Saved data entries
════

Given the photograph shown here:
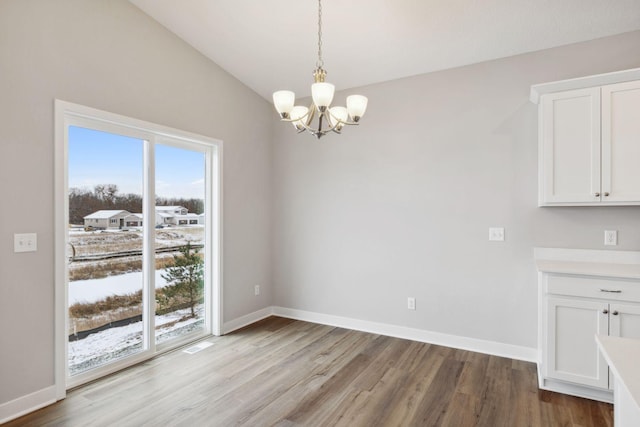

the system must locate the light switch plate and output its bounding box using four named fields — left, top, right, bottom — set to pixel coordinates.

left=14, top=233, right=37, bottom=253
left=489, top=227, right=505, bottom=241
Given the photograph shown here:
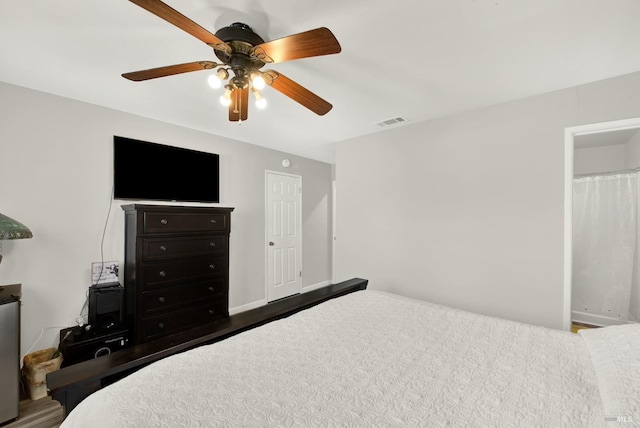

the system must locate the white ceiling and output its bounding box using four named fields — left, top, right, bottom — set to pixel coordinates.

left=2, top=1, right=640, bottom=163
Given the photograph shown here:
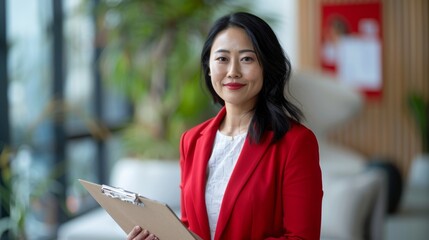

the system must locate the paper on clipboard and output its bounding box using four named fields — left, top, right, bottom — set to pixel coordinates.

left=79, top=179, right=200, bottom=240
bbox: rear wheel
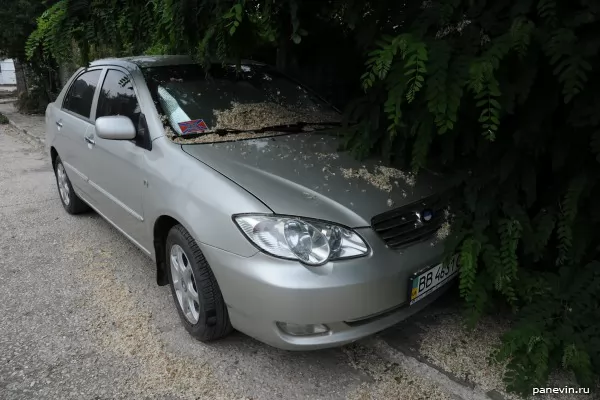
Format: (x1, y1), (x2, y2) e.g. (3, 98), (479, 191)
(166, 224), (233, 341)
(54, 156), (89, 214)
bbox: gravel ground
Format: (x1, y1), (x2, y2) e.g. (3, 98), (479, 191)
(0, 123), (473, 399)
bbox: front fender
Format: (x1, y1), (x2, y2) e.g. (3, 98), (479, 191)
(143, 137), (269, 258)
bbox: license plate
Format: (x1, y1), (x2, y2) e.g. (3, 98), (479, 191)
(409, 254), (459, 305)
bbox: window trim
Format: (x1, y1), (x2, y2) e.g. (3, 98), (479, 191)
(61, 67), (105, 123)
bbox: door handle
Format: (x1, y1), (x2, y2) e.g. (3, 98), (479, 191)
(56, 121), (63, 128)
(85, 136), (96, 145)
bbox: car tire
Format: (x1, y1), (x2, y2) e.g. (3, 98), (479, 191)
(166, 224), (233, 341)
(54, 156), (90, 214)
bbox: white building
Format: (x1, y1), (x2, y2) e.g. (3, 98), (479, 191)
(0, 59), (17, 85)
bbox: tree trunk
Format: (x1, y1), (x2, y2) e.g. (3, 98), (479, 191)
(13, 58), (27, 96)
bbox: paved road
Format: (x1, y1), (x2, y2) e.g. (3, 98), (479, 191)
(1, 123), (474, 400)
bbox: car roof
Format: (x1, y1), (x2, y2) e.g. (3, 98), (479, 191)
(89, 55), (266, 69)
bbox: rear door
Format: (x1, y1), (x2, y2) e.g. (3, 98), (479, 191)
(53, 68), (103, 199)
(85, 67), (150, 248)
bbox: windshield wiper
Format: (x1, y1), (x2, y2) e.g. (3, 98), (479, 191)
(173, 121), (341, 140)
(212, 121), (341, 135)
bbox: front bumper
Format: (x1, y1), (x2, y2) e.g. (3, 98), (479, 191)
(200, 228), (450, 350)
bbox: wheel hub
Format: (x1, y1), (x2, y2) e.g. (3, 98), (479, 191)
(170, 244), (200, 324)
(56, 163), (70, 206)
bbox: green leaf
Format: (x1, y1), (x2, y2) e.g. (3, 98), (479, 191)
(489, 98), (502, 109)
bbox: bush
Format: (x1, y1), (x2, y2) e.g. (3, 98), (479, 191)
(351, 0), (600, 395)
(0, 112), (8, 124)
(16, 90), (49, 115)
(15, 64), (58, 115)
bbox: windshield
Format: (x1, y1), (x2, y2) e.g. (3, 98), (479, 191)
(142, 63), (341, 141)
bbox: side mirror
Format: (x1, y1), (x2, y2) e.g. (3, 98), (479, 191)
(95, 116), (136, 140)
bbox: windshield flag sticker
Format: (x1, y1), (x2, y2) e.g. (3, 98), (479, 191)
(178, 119), (208, 135)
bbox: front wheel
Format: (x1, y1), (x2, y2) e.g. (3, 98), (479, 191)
(166, 224), (233, 341)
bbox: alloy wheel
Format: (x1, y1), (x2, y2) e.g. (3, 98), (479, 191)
(170, 244), (200, 324)
(56, 163), (70, 206)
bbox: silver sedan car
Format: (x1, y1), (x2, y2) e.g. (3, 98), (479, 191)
(45, 55), (457, 350)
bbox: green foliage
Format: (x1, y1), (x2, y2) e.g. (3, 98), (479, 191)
(545, 28), (593, 103)
(0, 0), (46, 60)
(0, 113), (8, 125)
(25, 0), (286, 68)
(353, 0), (600, 395)
(25, 1), (70, 62)
(362, 34), (429, 139)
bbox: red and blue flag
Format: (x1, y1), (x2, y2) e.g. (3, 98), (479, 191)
(178, 119), (209, 135)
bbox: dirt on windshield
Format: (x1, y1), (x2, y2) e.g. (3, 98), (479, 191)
(166, 101), (340, 144)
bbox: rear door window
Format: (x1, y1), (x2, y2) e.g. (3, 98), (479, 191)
(96, 69), (141, 132)
(62, 69), (102, 119)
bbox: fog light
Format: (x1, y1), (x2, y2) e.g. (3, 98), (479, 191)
(276, 322), (330, 336)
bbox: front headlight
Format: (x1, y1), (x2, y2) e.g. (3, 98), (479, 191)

════

▶ Work order
What belongs in the answer is each line of the data that has the word "door".

▶ Solution for this problem
bbox: door handle
bbox: rear door
bbox: rear door window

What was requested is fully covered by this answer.